*** GIVEN PASSAGE ***

The restaurant, which occupies about 600 square feet and is more lunch counter than sit-down, serves family-style Dominican food until late into the night. You can order your food inside at the counter or from the window by the door. Santos remembers how they have been the go-to for the late shift and early-morning workers — cab drivers, sanitation workers, cleaning crews. She says the property’s new owners should have taken all of that into consideration before making their demands.
“The landlord was never, ever lenient, considerate, for lack of better words, compassionate, towards us,” Jacelyn Santos says. “You can tell they weren’t working with me. They don’t take into consideration the time you’ve been there. We’re like a staple in the community; they don’t care. At the end of the day, none of that matters to them. It’s the dollar signs. Can you pay? If you cannot, then we have somebody else that can pay.”
On Friday, as the parties negotiated the terms of a settlement before the civil court judge — and later, among themselves — the city was celebrating the U.S. women’s national soccer team in a ticker-tape parade honoring their World Cup 2015 win. Inside the courtroom, however, Santos would lapse into Spanish in anger or despair as her attorney presented her with yet another demand from the owners. Most of the negotiations centered on rent and water charges, which the property owners said were outstanding. According to Cotto, the Santoses’ attorney, the family was liable for two months’ rent and up to $80,000 in water charges. Jacelyn Santos denies the water charges, saying the restaurant could not have accumulated that much usage.
In the end, Jacelyn Santos agrees the settlement was the best the family could have hoped for. If they had gone to trial and lost, they would have been liable to pay for more charges that they likely would not have been able to afford. They would also have been faced with an immediate warrant for eviction.
The family doesn’t know yet what they will do next or how they will send off the restaurant. Jacelyn Santos says they may celebrate the restaurant’s 40-odd years with a final party on August 15. In the meantime, she’s more worried about her father, Angel’s, failing health. One of the reasons they stayed and fought the eviction notice was because he is now 80 years old and starting over for him was not an option.
“He knew this was coming,” she says. “He wasn’t ready, but he was preparing for it.”

*** End of GIVEN PASSAGE ***
*** DATASET EXCERPTS ***

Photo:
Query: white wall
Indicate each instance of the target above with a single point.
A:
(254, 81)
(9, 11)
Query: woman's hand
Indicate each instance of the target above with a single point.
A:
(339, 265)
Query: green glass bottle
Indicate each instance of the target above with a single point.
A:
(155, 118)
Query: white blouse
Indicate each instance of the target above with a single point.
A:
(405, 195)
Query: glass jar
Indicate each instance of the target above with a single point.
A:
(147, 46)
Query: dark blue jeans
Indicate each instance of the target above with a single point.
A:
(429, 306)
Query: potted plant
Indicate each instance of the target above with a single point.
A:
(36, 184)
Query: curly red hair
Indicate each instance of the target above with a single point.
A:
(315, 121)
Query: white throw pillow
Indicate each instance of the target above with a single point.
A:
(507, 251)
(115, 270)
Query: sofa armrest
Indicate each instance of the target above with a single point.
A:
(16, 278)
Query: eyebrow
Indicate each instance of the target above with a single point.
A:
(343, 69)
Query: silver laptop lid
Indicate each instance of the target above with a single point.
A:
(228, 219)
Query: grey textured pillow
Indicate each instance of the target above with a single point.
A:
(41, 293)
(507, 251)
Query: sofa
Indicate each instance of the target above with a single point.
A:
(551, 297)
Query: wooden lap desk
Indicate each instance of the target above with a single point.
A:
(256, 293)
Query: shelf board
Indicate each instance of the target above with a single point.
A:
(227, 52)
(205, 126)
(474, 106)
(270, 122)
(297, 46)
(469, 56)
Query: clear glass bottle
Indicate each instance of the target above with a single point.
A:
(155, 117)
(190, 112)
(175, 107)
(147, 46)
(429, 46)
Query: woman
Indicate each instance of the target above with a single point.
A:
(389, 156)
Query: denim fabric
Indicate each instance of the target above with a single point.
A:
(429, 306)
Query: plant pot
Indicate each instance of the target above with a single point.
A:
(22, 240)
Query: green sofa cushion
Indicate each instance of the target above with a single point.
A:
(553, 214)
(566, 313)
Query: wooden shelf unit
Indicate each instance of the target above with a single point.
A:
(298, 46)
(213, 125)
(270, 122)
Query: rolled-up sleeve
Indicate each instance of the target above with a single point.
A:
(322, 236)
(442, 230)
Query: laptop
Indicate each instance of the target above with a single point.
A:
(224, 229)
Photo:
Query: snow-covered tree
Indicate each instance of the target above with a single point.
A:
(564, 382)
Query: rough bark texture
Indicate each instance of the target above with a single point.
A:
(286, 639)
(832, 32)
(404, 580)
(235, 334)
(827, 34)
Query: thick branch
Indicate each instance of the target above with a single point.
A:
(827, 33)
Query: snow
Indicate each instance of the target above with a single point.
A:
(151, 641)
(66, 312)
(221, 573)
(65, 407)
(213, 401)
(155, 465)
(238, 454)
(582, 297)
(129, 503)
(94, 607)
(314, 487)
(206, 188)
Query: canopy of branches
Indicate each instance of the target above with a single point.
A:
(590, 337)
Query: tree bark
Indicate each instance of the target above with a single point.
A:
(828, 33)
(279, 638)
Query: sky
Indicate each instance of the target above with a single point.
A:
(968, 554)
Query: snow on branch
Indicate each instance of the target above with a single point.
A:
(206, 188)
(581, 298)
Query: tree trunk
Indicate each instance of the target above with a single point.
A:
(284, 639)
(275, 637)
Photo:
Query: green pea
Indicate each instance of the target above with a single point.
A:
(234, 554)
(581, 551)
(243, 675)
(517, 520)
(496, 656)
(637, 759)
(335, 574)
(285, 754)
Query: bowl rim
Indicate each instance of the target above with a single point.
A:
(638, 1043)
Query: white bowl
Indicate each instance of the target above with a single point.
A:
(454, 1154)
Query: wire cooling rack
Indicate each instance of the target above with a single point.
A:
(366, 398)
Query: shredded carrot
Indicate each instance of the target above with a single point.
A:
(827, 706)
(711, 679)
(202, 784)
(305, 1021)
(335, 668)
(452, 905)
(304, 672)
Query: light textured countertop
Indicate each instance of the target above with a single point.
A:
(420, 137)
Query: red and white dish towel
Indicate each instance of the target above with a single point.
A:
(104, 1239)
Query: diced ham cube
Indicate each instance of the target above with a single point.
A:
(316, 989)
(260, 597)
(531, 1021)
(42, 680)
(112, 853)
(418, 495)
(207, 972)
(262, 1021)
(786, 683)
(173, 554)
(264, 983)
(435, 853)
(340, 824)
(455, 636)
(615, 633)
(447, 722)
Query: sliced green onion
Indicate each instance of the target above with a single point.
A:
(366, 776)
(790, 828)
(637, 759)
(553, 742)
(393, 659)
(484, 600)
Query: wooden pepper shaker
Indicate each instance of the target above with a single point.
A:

*** End of DATASET EXCERPTS ***

PROBLEM 1
In the article about the Dominican restaurant's eviction, up to what amount in water charges was the family said to be liable?
PROBLEM 2
Continue the article about the Dominican restaurant's eviction after its final sentence.

TASK RESULT 1
Up to $80,000 in water charges.

TASK RESULT 2
It’s also not clear what will replace the block of vacated Latino-owned businesses. There has been speculation among tenants’ -rights groups that the property owners will attract a national chain store. Though the surrounding area is populated with small mom-and-pop stores, with mostly Spanish-speaking tenants and shoppers, it is just a few blocks from Columbia University’s medical campus. As other areas in the city succumb to rising rents, Upper Manhattan has become an attractive alternative for businesses looking to expand and for residents seeking lower rents. Jacelyn Santos understands this turnover, but she would still have preferred to avoid the fate of so many other defunct small businesses.
“You hear the stories of how people just put their life savings into a business,” she says. “They’re hardworking people; they come in every day, they’re in the neighborhood through the good and the bad, and you just get up and tell them, ‘You gotta go’? That’s not easy.”
Like others, she hopes the city institutes a law to protect small businesses.
“Maybe sometime in the future, there’ll be some kind of laws to help out the small businesses like that, ’cause it happens a lot in the city,” she says. “I’m sure that there are landlords out there that have to make business decisions, but they use — you know, there’s the humanity part of it. The law is the law, but Jesus. You build this business up for 20-something years, and in 30 days, you have to go? With no regard whatsoever to the people working there?”
Solange Uwimana is an editorial fellow at the Village Voice.